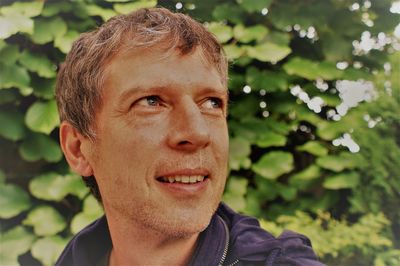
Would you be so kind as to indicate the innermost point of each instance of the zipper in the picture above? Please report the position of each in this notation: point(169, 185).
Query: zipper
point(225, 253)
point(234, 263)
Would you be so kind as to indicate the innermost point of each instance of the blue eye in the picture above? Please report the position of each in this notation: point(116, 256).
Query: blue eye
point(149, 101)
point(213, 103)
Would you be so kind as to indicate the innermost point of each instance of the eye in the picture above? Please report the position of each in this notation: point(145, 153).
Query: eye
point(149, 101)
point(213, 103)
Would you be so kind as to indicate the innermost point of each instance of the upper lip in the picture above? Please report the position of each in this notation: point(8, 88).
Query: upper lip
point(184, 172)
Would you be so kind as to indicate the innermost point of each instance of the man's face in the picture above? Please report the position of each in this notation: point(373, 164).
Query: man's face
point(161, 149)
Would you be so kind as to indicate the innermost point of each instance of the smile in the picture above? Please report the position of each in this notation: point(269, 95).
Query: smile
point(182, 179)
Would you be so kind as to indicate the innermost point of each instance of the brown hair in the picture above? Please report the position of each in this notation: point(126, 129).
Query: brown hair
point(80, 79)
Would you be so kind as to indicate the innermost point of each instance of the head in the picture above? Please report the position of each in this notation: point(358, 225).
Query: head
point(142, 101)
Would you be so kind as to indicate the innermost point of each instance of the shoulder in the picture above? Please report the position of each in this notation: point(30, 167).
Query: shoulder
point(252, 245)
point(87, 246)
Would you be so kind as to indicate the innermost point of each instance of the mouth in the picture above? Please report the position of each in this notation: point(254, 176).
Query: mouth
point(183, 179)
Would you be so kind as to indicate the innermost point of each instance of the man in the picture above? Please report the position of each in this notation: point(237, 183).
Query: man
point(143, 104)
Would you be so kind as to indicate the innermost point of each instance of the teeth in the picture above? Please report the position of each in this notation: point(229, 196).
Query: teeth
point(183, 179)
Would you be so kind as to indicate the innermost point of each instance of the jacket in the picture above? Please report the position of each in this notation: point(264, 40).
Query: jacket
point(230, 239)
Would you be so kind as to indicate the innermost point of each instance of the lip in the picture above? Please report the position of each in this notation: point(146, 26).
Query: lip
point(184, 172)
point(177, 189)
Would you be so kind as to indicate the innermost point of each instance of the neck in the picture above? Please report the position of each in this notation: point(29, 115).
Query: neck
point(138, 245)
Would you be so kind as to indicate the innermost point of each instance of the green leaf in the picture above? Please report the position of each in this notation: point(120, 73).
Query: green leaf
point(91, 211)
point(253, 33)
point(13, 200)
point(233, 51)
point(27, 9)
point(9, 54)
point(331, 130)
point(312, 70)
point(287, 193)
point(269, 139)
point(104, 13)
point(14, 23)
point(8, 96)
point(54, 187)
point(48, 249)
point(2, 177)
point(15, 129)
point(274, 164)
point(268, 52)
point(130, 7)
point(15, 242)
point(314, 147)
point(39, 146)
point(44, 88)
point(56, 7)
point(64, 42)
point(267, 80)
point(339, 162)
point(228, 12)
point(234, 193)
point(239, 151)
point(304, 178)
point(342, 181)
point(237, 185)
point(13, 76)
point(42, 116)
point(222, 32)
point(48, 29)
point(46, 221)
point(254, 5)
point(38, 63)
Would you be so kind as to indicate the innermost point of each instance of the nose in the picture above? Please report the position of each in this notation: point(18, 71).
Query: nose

• • • • •

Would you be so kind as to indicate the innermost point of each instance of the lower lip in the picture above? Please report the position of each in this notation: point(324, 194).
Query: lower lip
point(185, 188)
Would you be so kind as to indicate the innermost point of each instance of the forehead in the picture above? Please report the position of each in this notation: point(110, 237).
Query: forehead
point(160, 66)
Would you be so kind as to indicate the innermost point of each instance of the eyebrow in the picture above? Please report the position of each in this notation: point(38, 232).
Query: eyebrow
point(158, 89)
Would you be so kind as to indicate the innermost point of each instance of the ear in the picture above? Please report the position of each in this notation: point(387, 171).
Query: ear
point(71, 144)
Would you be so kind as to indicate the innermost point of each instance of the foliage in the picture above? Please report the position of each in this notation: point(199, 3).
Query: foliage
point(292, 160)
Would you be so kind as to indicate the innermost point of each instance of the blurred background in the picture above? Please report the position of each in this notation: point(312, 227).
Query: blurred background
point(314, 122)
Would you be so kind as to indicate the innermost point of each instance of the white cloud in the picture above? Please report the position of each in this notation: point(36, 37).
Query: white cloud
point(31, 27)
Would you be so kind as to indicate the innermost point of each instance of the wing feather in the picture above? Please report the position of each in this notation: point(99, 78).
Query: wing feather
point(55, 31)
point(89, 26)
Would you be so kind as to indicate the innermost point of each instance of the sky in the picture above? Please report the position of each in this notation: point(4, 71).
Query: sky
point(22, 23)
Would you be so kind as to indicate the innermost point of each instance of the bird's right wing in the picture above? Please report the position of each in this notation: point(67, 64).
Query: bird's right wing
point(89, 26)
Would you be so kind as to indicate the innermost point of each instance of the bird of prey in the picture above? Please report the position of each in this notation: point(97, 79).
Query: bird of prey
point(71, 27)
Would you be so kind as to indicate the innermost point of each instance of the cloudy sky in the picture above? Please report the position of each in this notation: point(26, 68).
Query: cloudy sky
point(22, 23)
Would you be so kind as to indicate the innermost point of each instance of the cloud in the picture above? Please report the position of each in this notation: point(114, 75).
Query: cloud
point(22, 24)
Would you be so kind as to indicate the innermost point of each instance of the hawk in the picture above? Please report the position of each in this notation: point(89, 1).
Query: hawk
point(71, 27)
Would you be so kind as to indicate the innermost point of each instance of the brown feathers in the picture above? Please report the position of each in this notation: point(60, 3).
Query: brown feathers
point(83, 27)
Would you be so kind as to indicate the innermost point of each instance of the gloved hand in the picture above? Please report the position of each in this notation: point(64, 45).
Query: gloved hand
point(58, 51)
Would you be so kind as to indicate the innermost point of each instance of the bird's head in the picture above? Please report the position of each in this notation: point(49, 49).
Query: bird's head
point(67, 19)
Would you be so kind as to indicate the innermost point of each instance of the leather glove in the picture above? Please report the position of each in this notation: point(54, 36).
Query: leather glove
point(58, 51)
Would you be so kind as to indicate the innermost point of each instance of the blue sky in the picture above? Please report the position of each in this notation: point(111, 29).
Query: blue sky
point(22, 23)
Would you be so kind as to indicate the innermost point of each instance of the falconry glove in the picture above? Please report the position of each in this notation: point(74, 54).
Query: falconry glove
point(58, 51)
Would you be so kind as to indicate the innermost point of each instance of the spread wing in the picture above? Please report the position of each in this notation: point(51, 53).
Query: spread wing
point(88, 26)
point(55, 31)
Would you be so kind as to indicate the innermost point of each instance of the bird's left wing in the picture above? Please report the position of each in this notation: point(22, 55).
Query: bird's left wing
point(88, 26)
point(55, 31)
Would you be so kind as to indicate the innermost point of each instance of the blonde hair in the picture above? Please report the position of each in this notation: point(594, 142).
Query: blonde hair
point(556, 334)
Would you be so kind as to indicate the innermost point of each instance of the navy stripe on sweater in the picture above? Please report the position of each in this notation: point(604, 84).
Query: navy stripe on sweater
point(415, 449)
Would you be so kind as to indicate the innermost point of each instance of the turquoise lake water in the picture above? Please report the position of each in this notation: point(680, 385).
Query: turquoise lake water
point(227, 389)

• • • • •

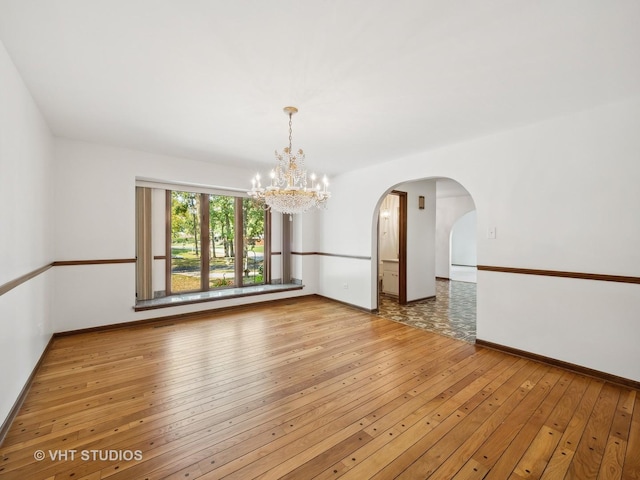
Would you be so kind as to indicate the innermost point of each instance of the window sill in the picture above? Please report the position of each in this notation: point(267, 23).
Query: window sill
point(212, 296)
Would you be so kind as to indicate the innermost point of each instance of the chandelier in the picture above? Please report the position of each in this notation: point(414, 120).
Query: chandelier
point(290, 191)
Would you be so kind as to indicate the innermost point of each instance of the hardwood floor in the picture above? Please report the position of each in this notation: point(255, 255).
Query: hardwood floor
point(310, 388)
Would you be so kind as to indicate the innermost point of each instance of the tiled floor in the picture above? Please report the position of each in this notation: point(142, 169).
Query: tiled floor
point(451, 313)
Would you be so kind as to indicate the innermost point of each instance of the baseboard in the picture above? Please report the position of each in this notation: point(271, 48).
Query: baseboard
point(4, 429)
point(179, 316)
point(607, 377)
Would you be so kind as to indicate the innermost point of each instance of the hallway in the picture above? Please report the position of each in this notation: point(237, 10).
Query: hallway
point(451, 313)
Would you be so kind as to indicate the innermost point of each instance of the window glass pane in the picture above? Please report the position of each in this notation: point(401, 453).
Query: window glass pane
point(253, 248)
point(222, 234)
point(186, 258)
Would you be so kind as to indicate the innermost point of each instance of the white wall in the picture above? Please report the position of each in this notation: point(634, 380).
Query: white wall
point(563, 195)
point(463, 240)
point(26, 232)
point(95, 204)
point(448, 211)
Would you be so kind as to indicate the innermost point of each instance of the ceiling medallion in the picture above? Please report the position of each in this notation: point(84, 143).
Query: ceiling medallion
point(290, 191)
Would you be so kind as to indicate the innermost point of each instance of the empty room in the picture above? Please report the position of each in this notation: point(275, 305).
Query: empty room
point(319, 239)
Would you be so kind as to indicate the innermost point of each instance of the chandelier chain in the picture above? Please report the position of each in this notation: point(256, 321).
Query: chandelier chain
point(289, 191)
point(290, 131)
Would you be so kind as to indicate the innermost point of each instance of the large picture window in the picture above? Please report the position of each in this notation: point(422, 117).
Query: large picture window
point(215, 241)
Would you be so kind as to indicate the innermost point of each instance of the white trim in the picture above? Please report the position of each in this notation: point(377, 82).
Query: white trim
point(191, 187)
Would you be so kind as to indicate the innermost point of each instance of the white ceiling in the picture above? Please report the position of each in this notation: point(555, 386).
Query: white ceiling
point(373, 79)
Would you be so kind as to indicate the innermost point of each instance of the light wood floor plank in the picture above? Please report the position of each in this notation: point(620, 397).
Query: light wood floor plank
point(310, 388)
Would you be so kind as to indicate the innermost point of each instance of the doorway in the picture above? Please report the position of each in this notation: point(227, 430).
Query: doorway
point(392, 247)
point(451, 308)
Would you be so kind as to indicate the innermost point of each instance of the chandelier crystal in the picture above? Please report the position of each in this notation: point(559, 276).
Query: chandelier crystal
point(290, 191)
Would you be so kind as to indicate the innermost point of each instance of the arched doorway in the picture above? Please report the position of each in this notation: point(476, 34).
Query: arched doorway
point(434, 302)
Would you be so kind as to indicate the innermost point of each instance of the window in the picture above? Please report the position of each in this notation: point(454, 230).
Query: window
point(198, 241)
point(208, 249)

• • • • •

■ Aim of the task: Would you please repeat exactly the lines above, starting at the line with "Query: teeth" and stopping at the line with "Query: nose", both included?

■ Answer section:
Query: teeth
point(183, 179)
Would you be so kind as to indicate the innermost point of each instance of the jacket in the picture above? Please report the position of each in this notation: point(264, 40).
Query: jacket
point(230, 239)
Would you be so kind as to indicate the innermost point of each instance of the lip in the picture above? Please report the position of each in this notation: point(146, 26).
Query: lip
point(184, 172)
point(177, 189)
Would you be so kind as to indicate the innermost point of each instance of the neck in the picture above? Please report the position of each in this notation: point(29, 115).
Query: neck
point(138, 245)
Would you be so kind as to indicate the innermost point of each instance of the green leaf in the picture above? Please report the position of each in this notation: point(120, 73).
Query: green leaf
point(91, 211)
point(253, 33)
point(13, 200)
point(233, 51)
point(27, 9)
point(9, 54)
point(331, 130)
point(312, 70)
point(287, 193)
point(269, 139)
point(104, 13)
point(14, 23)
point(8, 96)
point(54, 187)
point(48, 249)
point(2, 177)
point(15, 129)
point(274, 164)
point(268, 52)
point(130, 7)
point(15, 242)
point(314, 147)
point(39, 146)
point(44, 88)
point(56, 7)
point(64, 42)
point(267, 80)
point(339, 162)
point(228, 12)
point(234, 193)
point(239, 151)
point(304, 178)
point(342, 181)
point(237, 185)
point(13, 76)
point(42, 116)
point(222, 32)
point(48, 29)
point(46, 221)
point(254, 5)
point(38, 63)
Would you be so kind as to indicate the innermost point of each instance of the nose in the picture above? Please report the position of each in this notation: point(18, 71).
Query: nose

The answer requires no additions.